Policies: round_robin (one member per tick, cursor in .spanda/swarm-state.json), broadcast (all members advance), leader_follow (leader advances and followers receive step handoffs). Peer-link robots emit mesh-ready deliveries under round_robin and broadcast; relay handoffs through a fleet mesh with --mesh-url:

spanda fleet mesh start --bind 0.0.0.0:8767
spanda swarm coordinate examples/robotics/swarm_coordination.sd --mesh-url http://127.0.0.1:8767

Strict certification gates for CI and runtime:

spanda verify examples/robotics/certified_deployment.sd --strict-certify
spanda run examples/robotics/certified_deployment.sd --enforce-certify

Production Nav2/SLAM backends (optional subprocess hooks):

export SPANDA_NAV2_CMD="/opt/nav2/bridge.sh {goal}"
export SPANDA_SLAM_CMD="/opt/slam/bridge.sh {op}"
spanda run examples/robotics/nav2_bridge.sd

Validate adapter package manifests:

cd examples/packages/nav2_adapter_package && spanda verify-adapter --import navigation.nav2

Export a certification proof artifact for CI/audit:

spanda certify prove examples/robotics/certified_deployment.sd --strict --out proof.json

Safety zones

Program-level speed policies complement robot-local geometry in safety { zone … }:

safety_zone HumanArea {
  max_speed 0.5 m/s;
}

robot R {
  safety {
    zone HumanArea circle at (0.0 m, 0.0 m) radius 2.0 m;
    stop_if robot.in_zone("HumanArea");
  }
}

Integrates with existing safety monitor, geofencing, and on safety triggers. Program-level safety_zone speed caps are enforced at runtime via SafetyMonitor.clamp_speed_at_pose() when the robot is inside a matching named zone — motion remains allowed inside speed-cap zones (use stop_if robot.in_zone(...) for hard stops). The TypeScript interpreter mirrors the Rust runtime for fleet, mission, navigation, fusion, and zone caps (LSP/sim path).

**SHORT TASK**
Pick up the documentation on Spanda robotics commands and safety zones after its final sentence and continue it in the same manner.

**DATASET RECORDS**
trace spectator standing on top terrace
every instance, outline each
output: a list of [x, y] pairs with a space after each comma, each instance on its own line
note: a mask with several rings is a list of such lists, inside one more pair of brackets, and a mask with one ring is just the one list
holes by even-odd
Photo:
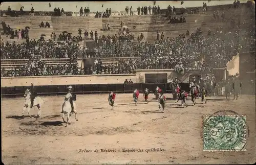
[[144, 14], [144, 7], [142, 6], [140, 9], [141, 13], [140, 15], [143, 15]]
[[159, 6], [157, 6], [157, 14], [160, 14], [160, 8]]
[[55, 8], [54, 9], [53, 9], [53, 11], [54, 11], [54, 15], [55, 16], [57, 16], [57, 8]]
[[127, 15], [129, 15], [129, 8], [128, 8], [128, 6], [126, 6], [126, 7], [125, 8], [125, 14]]
[[122, 28], [123, 26], [124, 25], [124, 23], [123, 23], [123, 21], [121, 21], [121, 28]]
[[144, 7], [144, 15], [147, 15], [147, 7], [146, 6]]
[[61, 9], [61, 16], [64, 16], [64, 9]]
[[90, 9], [89, 7], [87, 7], [87, 16], [90, 17]]
[[137, 8], [137, 11], [138, 12], [138, 15], [140, 15], [140, 8], [139, 6], [138, 8]]
[[133, 7], [131, 6], [131, 8], [130, 8], [130, 15], [133, 15]]
[[81, 9], [80, 9], [80, 16], [82, 16], [82, 7], [81, 7]]
[[203, 3], [203, 11], [206, 11], [206, 3]]
[[21, 7], [20, 9], [19, 9], [19, 14], [20, 14], [20, 15], [23, 15], [23, 13], [24, 12], [24, 11], [23, 11], [23, 8], [24, 8], [23, 6]]
[[31, 16], [34, 16], [34, 8], [32, 7], [31, 10], [30, 10], [30, 13], [31, 13]]
[[10, 6], [8, 6], [8, 8], [7, 9], [7, 13], [8, 13], [9, 15], [11, 15], [11, 10], [12, 9], [11, 9]]
[[150, 6], [150, 7], [148, 7], [148, 14], [149, 15], [151, 15], [152, 14], [152, 13], [151, 13], [151, 10], [152, 10], [152, 8], [151, 7], [151, 6]]
[[175, 7], [174, 6], [173, 8], [173, 11], [174, 15], [176, 15], [176, 8], [175, 8]]
[[60, 16], [60, 9], [59, 9], [59, 8], [57, 9], [57, 15]]

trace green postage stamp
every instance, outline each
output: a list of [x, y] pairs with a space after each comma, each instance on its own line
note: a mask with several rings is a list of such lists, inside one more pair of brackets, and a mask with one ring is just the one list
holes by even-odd
[[245, 116], [205, 116], [203, 150], [246, 151], [246, 129]]

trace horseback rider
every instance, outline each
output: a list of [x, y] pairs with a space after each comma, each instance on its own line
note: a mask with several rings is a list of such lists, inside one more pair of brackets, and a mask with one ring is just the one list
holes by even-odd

**OUTPUT BELOW**
Certification metadata

Declare safety standard intent at program scope for verify and CI gates:

certify ISO13849;
certify ISO13849 {
  level PLd;
}
certify IEC61508;
certify ISO26262;

Recorded during spanda verify as pass items under category certify. Programs with deploy targets but no certify metadata receive a verify warning. This is metadata only — Spanda does not prove ISO/IEC compliance at runtime. See examples/robotics/certified_deployment.sd.

OTA deployment CLI

spanda deploy plan examples/robotics/ota_deployment.sd
spanda deploy rollout examples/robotics/ota_deployment.sd --strategy canary --canary-percent 10 --version 1.2.0
spanda deploy rollout examples/robotics/certified_deployment.sd --require-certify --version 1.0.0
spanda deploy rollback examples/robotics/ota_deployment.sd
spanda deploy status

Deploy plans include a certification_proof summary (relaxed and strict pass flags). Use --require-certify on rollout to block OTA updates when strict certification proof fails (same checklist as spanda verify --strict-certify / spanda certify prove --strict).

Golden-path script: examples/robotics/golden_path_deploy.sh (certify, deploy, verify-adapter, fleet orchestrate, swarm coordinate).

State persists to .spanda/deploy-state.json (override with SPANDA_DEPLOY_STATE).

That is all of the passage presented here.